In how many lines of the records does the word "mirror" appear? Reply with the number and nothing else.

■ **Extracted information**:
______
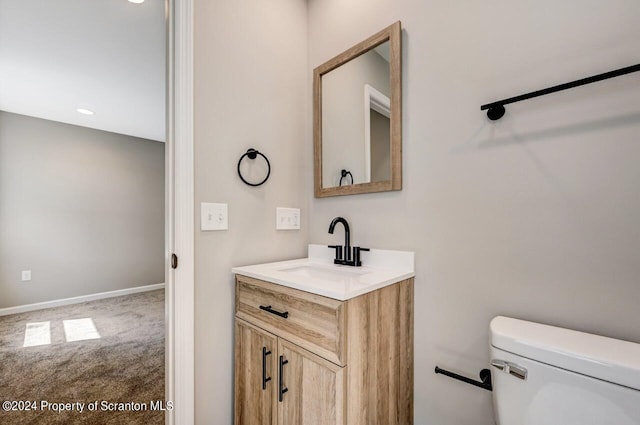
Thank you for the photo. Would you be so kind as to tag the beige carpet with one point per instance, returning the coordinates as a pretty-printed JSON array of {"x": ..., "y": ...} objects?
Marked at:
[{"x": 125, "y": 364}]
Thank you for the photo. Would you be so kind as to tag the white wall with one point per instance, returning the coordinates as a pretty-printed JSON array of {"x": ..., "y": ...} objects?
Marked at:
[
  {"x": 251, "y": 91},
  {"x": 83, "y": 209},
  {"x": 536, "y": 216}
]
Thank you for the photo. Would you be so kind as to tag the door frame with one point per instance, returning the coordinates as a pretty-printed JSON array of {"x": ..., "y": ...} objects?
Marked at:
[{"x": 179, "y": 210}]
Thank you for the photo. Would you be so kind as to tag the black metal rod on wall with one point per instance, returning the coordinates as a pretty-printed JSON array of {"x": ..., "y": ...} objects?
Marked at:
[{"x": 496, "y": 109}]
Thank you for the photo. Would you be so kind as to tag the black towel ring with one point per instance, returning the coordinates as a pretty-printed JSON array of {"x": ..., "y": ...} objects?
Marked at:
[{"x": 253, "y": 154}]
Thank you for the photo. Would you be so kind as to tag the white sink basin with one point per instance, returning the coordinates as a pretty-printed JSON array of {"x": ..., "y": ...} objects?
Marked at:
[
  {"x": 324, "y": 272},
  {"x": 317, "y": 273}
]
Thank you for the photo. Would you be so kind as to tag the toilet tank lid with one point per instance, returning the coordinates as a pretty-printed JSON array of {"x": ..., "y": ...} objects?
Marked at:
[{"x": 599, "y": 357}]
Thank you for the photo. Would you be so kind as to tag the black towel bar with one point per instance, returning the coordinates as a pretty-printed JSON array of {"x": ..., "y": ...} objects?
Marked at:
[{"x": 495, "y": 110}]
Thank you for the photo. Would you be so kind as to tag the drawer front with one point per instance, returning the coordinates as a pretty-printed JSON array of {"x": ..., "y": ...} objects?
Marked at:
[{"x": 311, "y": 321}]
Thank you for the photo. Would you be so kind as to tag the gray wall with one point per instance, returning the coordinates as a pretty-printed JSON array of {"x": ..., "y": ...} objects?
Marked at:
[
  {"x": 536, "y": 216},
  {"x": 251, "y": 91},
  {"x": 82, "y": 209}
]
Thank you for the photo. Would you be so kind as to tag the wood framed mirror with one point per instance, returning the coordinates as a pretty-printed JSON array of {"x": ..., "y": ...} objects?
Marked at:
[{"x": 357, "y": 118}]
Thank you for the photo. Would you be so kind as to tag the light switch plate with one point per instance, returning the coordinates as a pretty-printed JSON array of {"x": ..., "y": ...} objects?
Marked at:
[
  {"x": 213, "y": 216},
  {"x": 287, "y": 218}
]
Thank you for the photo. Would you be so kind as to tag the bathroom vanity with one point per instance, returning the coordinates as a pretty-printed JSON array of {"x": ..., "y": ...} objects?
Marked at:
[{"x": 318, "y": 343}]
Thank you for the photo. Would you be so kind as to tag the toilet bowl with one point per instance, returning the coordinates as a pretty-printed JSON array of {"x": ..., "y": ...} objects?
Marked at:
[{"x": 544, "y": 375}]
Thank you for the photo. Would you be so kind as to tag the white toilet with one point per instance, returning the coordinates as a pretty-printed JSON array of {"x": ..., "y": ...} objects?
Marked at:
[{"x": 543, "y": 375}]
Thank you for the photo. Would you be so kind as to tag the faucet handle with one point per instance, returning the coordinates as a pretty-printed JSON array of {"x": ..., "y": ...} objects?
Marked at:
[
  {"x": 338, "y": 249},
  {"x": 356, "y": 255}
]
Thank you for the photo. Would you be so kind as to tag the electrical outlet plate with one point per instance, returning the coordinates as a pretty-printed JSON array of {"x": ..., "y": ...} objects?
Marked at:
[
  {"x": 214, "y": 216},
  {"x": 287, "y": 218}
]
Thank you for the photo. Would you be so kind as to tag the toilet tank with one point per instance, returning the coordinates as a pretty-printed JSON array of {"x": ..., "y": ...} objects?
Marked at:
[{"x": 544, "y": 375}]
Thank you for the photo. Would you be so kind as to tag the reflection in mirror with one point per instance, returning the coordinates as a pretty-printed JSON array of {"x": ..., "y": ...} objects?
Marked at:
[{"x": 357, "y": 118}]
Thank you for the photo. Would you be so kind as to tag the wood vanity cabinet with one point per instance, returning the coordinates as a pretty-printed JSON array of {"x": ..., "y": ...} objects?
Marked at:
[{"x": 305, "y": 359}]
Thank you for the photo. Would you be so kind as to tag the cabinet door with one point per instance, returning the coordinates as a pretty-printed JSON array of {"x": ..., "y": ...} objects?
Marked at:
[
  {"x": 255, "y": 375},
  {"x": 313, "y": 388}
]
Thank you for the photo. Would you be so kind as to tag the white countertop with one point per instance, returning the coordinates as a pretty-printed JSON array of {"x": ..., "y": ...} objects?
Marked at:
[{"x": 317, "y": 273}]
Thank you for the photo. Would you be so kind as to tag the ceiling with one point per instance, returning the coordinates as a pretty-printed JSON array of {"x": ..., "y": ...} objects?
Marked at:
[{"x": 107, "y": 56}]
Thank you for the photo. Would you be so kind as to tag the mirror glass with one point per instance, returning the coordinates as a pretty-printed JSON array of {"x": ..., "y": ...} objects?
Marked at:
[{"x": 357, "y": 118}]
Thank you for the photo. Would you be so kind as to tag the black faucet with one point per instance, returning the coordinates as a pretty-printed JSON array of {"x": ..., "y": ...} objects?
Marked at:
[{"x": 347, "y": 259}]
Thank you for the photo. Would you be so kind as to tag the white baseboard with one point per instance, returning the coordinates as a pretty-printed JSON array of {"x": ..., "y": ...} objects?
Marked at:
______
■ **Response box**: 3